Source text:
-.-.-

UNITED STATES
SECURITIES AND EXCHANGE COMMISSION
Washington, D.C. 20549
FORM 8-K
CURRENT REPORT
Pursuant to Section 13 or 15(d)
of the Securities Exchange Act of 1934
February 5, 2024
Date of Report (Date of earliest event reported)
Adverum Biotechnologies, Inc.
(Exact Name of Registrant as Specified in Its Charter)
Delaware | 001-36579 | 20-5258327 | ||
(State or Other Jurisdiction of Incorporation) | (Commission File Number) | (IRS Employer Identification Number) |
100 Cardinal Way
Redwood City, CA 94063
(Address of principal executive offices, including zip code)
(650) 656-9323
(Registrant’s telephone number, including area code)
N/A
(Former name or former address, if changed since last report.)
Check the appropriate box below if the Form 8-K filing is intended to simultaneously satisfy the filing obligation of the registrant under any of the following provisions:
☐ | Written communications pursuant to Rule 425 under the Securities Act (17 CFR 230.425) |
☐ | Soliciting material pursuant to Rule 14a-12 under the Exchange Act (17 CFR 240.14a-12) |
☐ | Pre-commencement communications pursuant to Rule 14d-2(b) under the Exchange Act (17 CFR 240.14d-2(b)) |
☐ | Pre-commencement communications pursuant to Rule 13e-4(c) under the Exchange Act (17 CFR 240.13e-4(c)) |
Securities registered pursuant to Section 12(b) of the Act:
Title Of Each Class | Trading | Name Of Each Exchange On Which Registered | ||
Common Stock | ADVM | Nasdaq Capital Market |
Indicate by check mark whether the registrant is an emerging growth company as defined in Rule 405 of the Securities Act of 1933 (§230.405 of this chapter) or Rule 12b-2 of the Securities Exchange Act of 1934 (§240.12b-2 of this chapter).
Emerging growth company ☐
If an emerging growth company, indicate by check mark if the registrant has elected not to use the extended transition period for complying with any new or revised financial accounting standards provided pursuant to Section 13(a) of the Exchange Act. ☐
Item 1.01 | Entry into a Material Definitive Agreement. |
Securities Purchase Agreements
On February 5, 2024, Adverum Biotechnologies, Inc., a Delaware corporation (the “Company”), entered into a securities purchase agreement (the “Securities Purchase Agreement”) with certain institutional and accredited investors (the “Investors”), pursuant to which the Company agreed to issue and sell to the Investors in a private placement (the “Private Placement”) an aggregate of 105,500,057 shares (the “Shares”) of the Company’s common stock, par value $0.0001 per share, and to certain investors, in lieu of Shares, pre-funded warrants (the “Pre-Funded Warrants”) to purchase an aggregate of 750,000 shares of common stock. The purchase price per Share is $1.20 (or $1.1999 per Pre-Funded Warrant, which represents the purchase price per Share to be sold in the Private Placement, minus the $0.0001 per share exercise price of each such Pre-Funded Warrant). The Pre-Funded Warrants are exercisable at any time after their original issuance and will not expire until exercised in full.

-.-.-

Supplied information:
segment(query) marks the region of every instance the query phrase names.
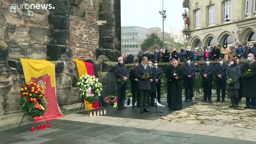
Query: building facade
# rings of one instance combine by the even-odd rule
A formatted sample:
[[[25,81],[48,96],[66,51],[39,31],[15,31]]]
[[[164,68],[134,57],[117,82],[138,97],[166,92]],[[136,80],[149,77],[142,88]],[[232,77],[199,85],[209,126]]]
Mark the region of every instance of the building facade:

-.-.-

Short exercise A:
Answer the following from the Form 8-K filing:
(i) In which state is the registrant incorporated?
(ii) Under what trading symbol is the common stock registered?
(iii) What is the purchase price per Share in the Private Placement?
Short exercise B: Update the listing, everything from its first line down to the line containing "[[[25,81],[48,96],[66,51],[39,31],[15,31]]]", by replacing "instance" with "object" and leaving all else unchanged. Leave the pictures out of your answer.
The Form 8-K filing and the listing are independent of each other and should be treated as separate material.

Full output A:
(i) Delaware
(ii) ADVM
(iii) $1.20

Full output B:
segment(query) marks the region of every object the query phrase names.
Query: building facade
# rings of one object combine by the even-odd rule
A formatted sample:
[[[25,81],[48,96],[66,51],[39,31],[15,31]]]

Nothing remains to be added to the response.